:: SHORT PROBLEM 1 ::
In the text on growing tomatoes, what does the first number on a fertilizer container stand for?
:: SHORT PROBLEM 2 ::
Carry on the text on growing tomatoes, starting right after its final sentence.

:: SOURCE DOCUMENT ::
•••••
The smaller types generally ripen before temperatures reach triple digits.
Now, it’s not just time and temperature that makes the difference with tomatoes. Every year, we get calls at the Master Gardener help line from people who tell us about their large, bushy tomato plants. Sounds good at first, but those large, bushy tomato plants only have leaves, no fruit. Nobody grows tomatoes for their leaves. So how can this happen?
By being too kind and generous – overfertilizing.
Giving the plant high doses of nitrogen induces leaf production and interferes with flowering. No flowers, no tomatoes.
This doesn’t mean you don’t fertilize. Just don’t apply excess nitrogen. That’s the first number on any fertilizer container. Once flowers begin to appear, try increasing the second and third numbers. The second is phosphorus, which is so important for flowers and roots. We always forget about roots, and we shouldn’t.
•••••
Records drawn from a data source:
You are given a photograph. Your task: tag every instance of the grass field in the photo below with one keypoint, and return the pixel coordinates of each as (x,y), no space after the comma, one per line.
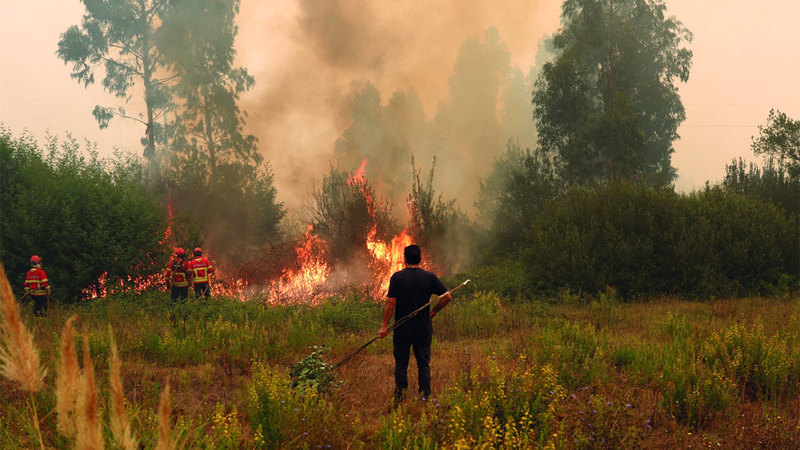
(558,373)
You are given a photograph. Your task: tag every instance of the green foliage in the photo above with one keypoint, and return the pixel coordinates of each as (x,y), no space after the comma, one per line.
(436,225)
(607,107)
(483,408)
(314,371)
(769,183)
(780,139)
(83,215)
(122,37)
(522,182)
(577,352)
(482,315)
(652,241)
(760,365)
(283,416)
(245,205)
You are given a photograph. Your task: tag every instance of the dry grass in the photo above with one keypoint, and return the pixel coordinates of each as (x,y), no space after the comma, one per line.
(67,382)
(19,359)
(90,427)
(164,441)
(120,426)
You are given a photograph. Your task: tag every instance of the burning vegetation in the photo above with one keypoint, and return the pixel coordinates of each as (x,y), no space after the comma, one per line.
(349,243)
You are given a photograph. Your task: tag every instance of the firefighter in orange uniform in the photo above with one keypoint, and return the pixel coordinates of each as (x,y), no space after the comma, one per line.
(37,286)
(176,276)
(199,271)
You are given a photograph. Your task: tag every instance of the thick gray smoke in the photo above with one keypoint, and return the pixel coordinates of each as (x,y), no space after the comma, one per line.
(340,81)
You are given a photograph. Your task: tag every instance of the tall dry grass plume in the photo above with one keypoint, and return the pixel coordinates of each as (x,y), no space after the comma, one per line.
(120,426)
(164,442)
(90,428)
(19,359)
(67,382)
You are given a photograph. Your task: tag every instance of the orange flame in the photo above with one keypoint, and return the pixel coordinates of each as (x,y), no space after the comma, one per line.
(303,284)
(358,176)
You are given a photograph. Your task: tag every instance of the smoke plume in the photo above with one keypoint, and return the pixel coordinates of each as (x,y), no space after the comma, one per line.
(338,81)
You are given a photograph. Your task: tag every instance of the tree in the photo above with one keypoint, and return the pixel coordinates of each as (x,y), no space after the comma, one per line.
(769,183)
(207,133)
(520,185)
(780,139)
(84,216)
(608,106)
(122,35)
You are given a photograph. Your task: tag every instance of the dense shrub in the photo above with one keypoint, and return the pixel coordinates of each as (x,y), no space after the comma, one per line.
(83,215)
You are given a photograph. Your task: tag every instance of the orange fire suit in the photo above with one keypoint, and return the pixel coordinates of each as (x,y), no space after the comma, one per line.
(38,287)
(177,278)
(199,270)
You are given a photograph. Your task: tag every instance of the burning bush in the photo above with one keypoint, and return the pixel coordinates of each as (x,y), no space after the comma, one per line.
(344,211)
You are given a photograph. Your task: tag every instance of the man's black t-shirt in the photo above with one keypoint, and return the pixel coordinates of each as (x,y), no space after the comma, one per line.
(413,287)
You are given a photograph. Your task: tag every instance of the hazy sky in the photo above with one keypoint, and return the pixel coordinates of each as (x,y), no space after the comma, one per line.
(309,57)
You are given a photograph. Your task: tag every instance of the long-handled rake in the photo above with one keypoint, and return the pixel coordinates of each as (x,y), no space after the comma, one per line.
(395,325)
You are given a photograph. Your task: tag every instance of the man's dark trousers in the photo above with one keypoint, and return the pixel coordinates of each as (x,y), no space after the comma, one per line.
(422,353)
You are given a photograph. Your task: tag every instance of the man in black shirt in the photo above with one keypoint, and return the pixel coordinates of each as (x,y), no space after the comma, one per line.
(410,289)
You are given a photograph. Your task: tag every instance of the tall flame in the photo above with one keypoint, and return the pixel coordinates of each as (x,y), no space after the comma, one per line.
(303,283)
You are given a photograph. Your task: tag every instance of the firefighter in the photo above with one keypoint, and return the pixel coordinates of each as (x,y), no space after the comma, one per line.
(199,271)
(37,286)
(176,276)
•••••
:: TASK ANSWER 1 ::
Nitrogen.

:: TASK ANSWER 2 ::
The third number’s potassium. Potassium is essential for water movement within the plant. It’s also a major player in the ripening process.
In general, look for smaller varieties with shorter growing periods. You can even give them some shade; that’ll extend your season.
Tomatoes can be frustrating, certainly, but so delicious. Definitely worth the effort.
For KNPR’s Desert Bloom, this is Dr. Angela O’Callaghan of the University of Nevada Cooperative Extension.